What you are asked to do -
Render each line of the entries below as a JSON list of strings, one string per line, skipping blank lines. Leave the pictures out.

Location identification entries -
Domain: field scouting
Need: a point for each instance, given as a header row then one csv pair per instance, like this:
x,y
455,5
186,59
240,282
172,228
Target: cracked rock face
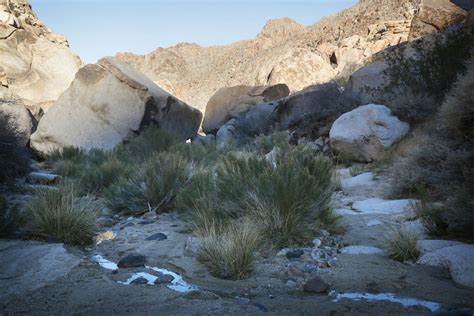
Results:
x,y
36,65
106,103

Output for this exercise -
[
  "Domain: field scouting",
  "Need: a point for each instance, given as a header row then one csv pair per instance, like this:",
  "x,y",
  "455,5",
  "186,59",
  "240,282",
  "172,228",
  "Target: cracked rock face",
  "Results:",
  "x,y",
  "36,65",
  "106,103"
]